ECLI:NL:GHAMS:2020:2633

Gerechtshof Amsterdam

Datum uitspraak
31 augustus 2020
Publicatiedatum
8 oktober 2020
Zaaknummer
23-000633-19
Instantie
Gerechtshof Amsterdam
Type
Uitspraak
Rechtsgebied
Strafrecht
Procedures
  • Hoger beroep
Vindplaatsen
  • Rechtspraak.nl
AI samenvatting door LexboostAutomatisch gegenereerd

Vrijspraak in hennepkwekerijzaak na onvoldoende bewijs

In deze zaak heeft het gerechtshof Amsterdam op 31 augustus 2020 uitspraak gedaan in hoger beroep tegen een vonnis van de politierechter in de rechtbank Amsterdam. De verdachte was aangeklaagd voor het telen van hennep en het illegaal aftappen van elektriciteit in een pand aan de [adres 2] te Amsterdam. De tenlastelegging omvatte onder andere het opzettelijk telen van hennepplanten en het wegnemen van elektriciteit met het oogmerk van wederrechtelijke toe-eigening. Tijdens de zitting in hoger beroep op 17 augustus 2020 heeft de advocaat-generaal gevorderd dat de verdachte zou worden veroordeeld, terwijl de raadsman pleitte voor vrijspraak wegens onvoldoende bewijs.

Het hof heeft vastgesteld dat de verdachte toegang had tot de zolder van het pand waar de hennepkwekerij was aangetroffen, maar er was onvoldoende bewijs dat hij de kwekerij had opgezet of onderhouden. De verdachte had een sleutel van het pand, maar het hof kon niet vaststellen dat hij de enige was met toegang tot de zolder, aangezien het pand door meerdere huurders werd bewoond. De bijkomende omstandigheden, zoals het bezoek aan een growshop en het aantreffen van vermoedelijk hennepafval, waren niet overtuigend genoeg om tot een bewezenverklaring te komen.

GEGEVEN MATERIAAL -
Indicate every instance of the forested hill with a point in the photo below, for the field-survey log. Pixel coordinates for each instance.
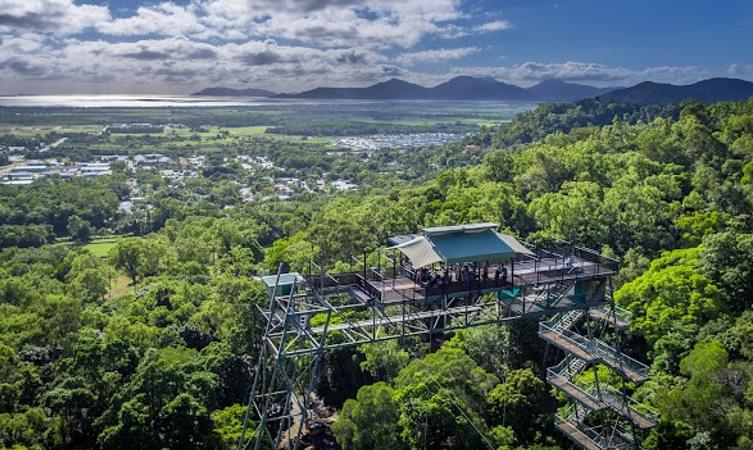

DE OPDRACHTEN -
(a) Schrijf uit de leestekst het gedeelte van "In deze zaak" tot en met "wegens onvoldoende bewijs." woord voor woord over.
(b) Op welke datum vond volgens de leestekst de zitting in hoger beroep plaats?

ANTWOORDEN -
(a)
In deze zaak heeft het gerechtshof Amsterdam op 31 augustus 2020 uitspraak gedaan in hoger beroep tegen een vonnis van de politierechter in de rechtbank Amsterdam. De verdachte was aangeklaagd voor het telen van hennep en het illegaal aftappen van elektriciteit in een pand aan de [adres 2] te Amsterdam. De tenlastelegging omvatte onder andere het opzettelijk telen van hennepplanten en het wegnemen van elektriciteit met het oogmerk van wederrechtelijke toe-eigening. Tijdens de zitting in hoger beroep op 17 augustus 2020 heeft de advocaat-generaal gevorderd dat de verdachte zou worden veroordeeld, terwijl de raadsman pleitte voor vrijspraak wegens onvoldoende bewijs.

(b) Op 17 augustus 2020.